* Text block *
---+---
Cold chain logistics companies handle temperature-controlled and temperature-sensitives goods. The logistics include all or part of the supply chain, including procurement, storage, transport, and distribution. Refrigerated goods include foods, beverages, and bio-pharmaceutical products, among other items.
The Global Cold Chain Alliance (“GCCA”), an industry association, defines the “cold chain” as referring to the temperature management of perishable products in order to maintain quality and safety from the point of slaughter or harvest through the distribution chain to the final consumer. Each of the core partner associations that are part of GCCA were founded years ago – the IARW (International Association of Refrigerated Warehouses in 1891, the IRTA (International Refrigerated Transportation Association) in 1994, and the CEBA (Controlled Environment Building Association) in 1978. In 2007, these organizations came together under the united umbrella organization, the Global Cold Chain Alliance.
---+---
* Exercise instructions *
Continue the cold chain logistics text from the point where it stops.

* Source data *
---+---
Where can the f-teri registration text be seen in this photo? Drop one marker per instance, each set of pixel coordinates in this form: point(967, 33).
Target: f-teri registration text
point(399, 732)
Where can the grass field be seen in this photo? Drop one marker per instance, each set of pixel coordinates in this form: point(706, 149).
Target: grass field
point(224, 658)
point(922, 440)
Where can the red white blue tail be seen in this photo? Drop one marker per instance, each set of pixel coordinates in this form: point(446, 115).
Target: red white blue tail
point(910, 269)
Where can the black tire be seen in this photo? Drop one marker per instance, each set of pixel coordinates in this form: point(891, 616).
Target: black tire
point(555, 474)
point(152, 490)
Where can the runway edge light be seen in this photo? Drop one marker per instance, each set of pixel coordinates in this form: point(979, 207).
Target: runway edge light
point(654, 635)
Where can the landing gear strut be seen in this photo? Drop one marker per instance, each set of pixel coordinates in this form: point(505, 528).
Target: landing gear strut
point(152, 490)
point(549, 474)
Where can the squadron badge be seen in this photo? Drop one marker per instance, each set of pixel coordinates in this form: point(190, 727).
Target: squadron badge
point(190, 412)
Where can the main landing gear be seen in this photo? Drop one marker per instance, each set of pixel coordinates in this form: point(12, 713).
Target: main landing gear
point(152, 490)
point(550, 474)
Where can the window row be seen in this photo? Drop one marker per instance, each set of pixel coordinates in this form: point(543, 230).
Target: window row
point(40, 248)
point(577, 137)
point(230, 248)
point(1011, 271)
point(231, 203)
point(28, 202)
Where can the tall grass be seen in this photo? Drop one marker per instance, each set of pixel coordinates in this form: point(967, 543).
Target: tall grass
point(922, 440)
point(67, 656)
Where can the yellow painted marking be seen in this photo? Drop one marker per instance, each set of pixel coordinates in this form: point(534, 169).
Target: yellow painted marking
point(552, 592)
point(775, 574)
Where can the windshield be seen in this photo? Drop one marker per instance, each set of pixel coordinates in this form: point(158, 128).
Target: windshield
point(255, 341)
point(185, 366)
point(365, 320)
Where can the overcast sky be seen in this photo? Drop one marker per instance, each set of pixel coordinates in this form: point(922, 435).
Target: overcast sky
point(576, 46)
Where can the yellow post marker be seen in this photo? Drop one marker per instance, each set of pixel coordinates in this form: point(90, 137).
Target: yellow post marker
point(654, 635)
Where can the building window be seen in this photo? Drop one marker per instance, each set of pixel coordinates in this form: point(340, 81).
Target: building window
---+---
* Your response *
The storage facilities involved are a specialized type of industrial building that provide the proper interior climate control, pallet storage area, and loading bays for easy load-in and load-out of goods. These buildings used by cold chain logistics companies are a longstanding real estate class that is getting increasing attention from investors. The specialized building required costs about twice what a warehouse space takes to develop. A cold storage or freezer facility costs in the range of $130 to $180 per SF to develop, while a traditional warehouse space costs $70 to $90 per SF.